◆ Source material:
*****

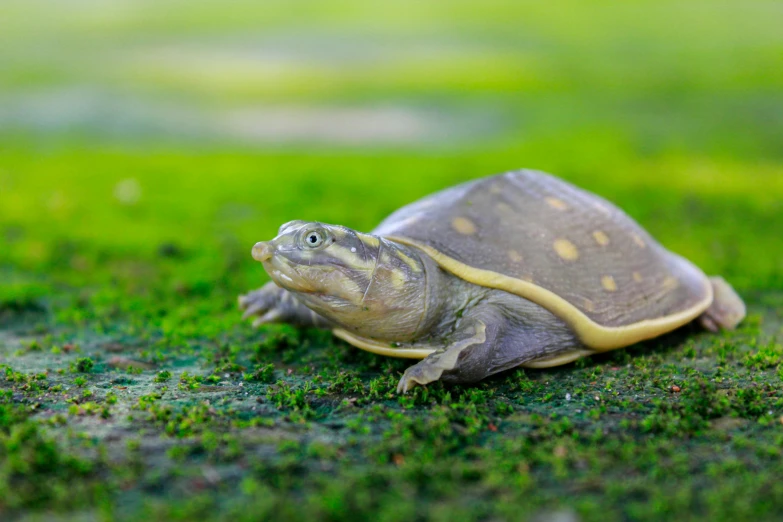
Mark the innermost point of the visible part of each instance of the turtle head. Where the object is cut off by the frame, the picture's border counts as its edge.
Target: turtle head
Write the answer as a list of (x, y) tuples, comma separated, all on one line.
[(364, 283)]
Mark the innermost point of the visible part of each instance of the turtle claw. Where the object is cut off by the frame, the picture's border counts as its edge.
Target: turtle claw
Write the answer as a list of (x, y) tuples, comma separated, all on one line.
[(265, 303), (270, 317), (419, 374)]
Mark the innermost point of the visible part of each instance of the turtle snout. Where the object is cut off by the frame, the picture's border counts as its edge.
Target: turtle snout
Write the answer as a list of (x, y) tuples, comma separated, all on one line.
[(262, 251)]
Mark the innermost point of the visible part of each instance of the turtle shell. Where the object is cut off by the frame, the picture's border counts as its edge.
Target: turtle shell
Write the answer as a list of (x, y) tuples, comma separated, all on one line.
[(561, 247)]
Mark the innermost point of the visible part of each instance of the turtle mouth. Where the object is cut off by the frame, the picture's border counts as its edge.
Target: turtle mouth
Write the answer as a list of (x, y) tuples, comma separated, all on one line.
[(285, 275)]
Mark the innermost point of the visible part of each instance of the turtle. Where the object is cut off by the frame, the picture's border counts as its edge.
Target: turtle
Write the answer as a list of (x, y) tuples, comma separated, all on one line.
[(517, 269)]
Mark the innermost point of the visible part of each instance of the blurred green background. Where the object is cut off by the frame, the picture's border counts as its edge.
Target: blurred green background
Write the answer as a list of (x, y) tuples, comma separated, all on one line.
[(145, 145)]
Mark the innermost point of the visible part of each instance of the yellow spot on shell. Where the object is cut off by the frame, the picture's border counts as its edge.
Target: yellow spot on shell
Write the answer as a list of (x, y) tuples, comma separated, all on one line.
[(369, 240), (608, 283), (556, 203), (601, 238), (566, 249), (639, 241), (398, 279), (464, 226), (408, 261)]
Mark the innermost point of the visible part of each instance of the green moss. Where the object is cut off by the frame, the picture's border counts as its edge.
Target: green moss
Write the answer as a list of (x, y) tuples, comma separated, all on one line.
[(217, 420)]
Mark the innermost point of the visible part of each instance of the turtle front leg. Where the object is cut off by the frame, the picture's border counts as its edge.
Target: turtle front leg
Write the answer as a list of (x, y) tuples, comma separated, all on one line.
[(491, 339), (272, 304)]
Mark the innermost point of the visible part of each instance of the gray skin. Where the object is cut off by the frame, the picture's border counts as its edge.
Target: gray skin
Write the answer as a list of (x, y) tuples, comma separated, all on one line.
[(393, 293), (388, 291)]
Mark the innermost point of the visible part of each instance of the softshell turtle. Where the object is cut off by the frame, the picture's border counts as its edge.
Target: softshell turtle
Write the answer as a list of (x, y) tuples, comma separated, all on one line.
[(519, 269)]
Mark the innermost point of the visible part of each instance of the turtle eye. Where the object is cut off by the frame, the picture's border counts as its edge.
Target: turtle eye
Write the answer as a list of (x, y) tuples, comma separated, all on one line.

*****

◆ What the exercise asks:
The answer must restate each entry word for word and contain no images.

◆ Task response:
Mark the innermost point of the visible part of each instance of the turtle head. Where the object is cut off by the frame, the picture's border counts as its edge.
Target: turtle head
Write the answer as a list of (x, y) tuples, comma separated, all on one line.
[(364, 283)]
Mark the innermost point of the visible part of each instance of the turtle claw. Where the object is cut off by the frame, the picture's border counts as its edge.
Target: turtle claw
Write the answer as a list of (x, y) tuples, comma separated, all on one line.
[(265, 303), (270, 317), (419, 374)]
Mark the innermost point of the visible part of each instance of the turtle snout. Where the object is cut off by the frame, the picture's border counts as its edge.
Target: turtle snout
Write the answer as a list of (x, y) tuples, comma separated, all on one line.
[(262, 251)]
Mark the innermost point of the visible part of each instance of the turtle shell. Where the object is cut off by the frame, the picture's border counts as its edge.
Target: turtle shell
Write the answer as a list of (x, y) tuples, comma separated, all on one line.
[(561, 247)]
Mark the innermost point of the visible part of each instance of the turtle mouth. Where the object is cut off by the frame, the picture's border counts as its edge.
Target: turtle mouth
Write the answer as a list of (x, y) tuples, comma separated, all on one line.
[(285, 275)]
Mark the innermost point of the visible part of each instance of the turtle. Where the object is cut off by the frame, the picture's border counts as its edge.
Target: turtle
Write the answer as a list of (x, y) tuples, comma separated, all on one line.
[(517, 269)]
Mark the innermost point of the visible part of each instance of the blurred green background. Where the object is cut off by the frame, the picture's border counts as its edge.
Target: blurred green background
Write the answer as a list of (x, y) tuples, comma separated, all on one line.
[(145, 145)]
Mark the innermost point of the visible part of each instance of the yellow spot on shell. Where the object is cut off by the frame, the picture's border counts as its edge.
Target: yellow spot on shell
Write the answer as a list of (x, y) tuples, comma separated, all on one line.
[(369, 240), (608, 283), (556, 203), (601, 238), (566, 249), (639, 241), (398, 279), (464, 226), (408, 261)]
Mark the innermost point of the visible part of each instance of the green moss. Where the object is cut off by the frame, the picture's border counts as its edge.
Target: green moss
Write the answer as a list of (x, y) tuples, comma separated, all on one line.
[(217, 420)]
Mark the innermost point of the visible part of each instance of the turtle front leg. Where the object is cut off by the frame, the picture's border counts as its edge.
Target: turtle front leg
Write the answer as a list of (x, y) tuples, comma separated, all on one line.
[(491, 339), (272, 304)]
Mark the innermost point of the visible part of each instance of the gray skin. Where the object is cut off by the frame, the picture's border counts as its edge.
Target: gray skin
Write the answer as a list of (x, y) tuples, comma separated, all on one line.
[(393, 293), (388, 291)]
Mark the innermost point of the visible part of each instance of the softshell turtle. Where the object is cut off by the frame, the picture's border counts as its edge.
Target: softshell turtle
Write the answer as a list of (x, y) tuples, comma separated, all on one line.
[(519, 269)]
Mark the innermost point of the visible part of each instance of the turtle eye. Where the object is cut off by the frame, the picture's border counts as its edge.
Target: turtle eye
Write the answer as a list of (x, y) tuples, comma separated, all on one line.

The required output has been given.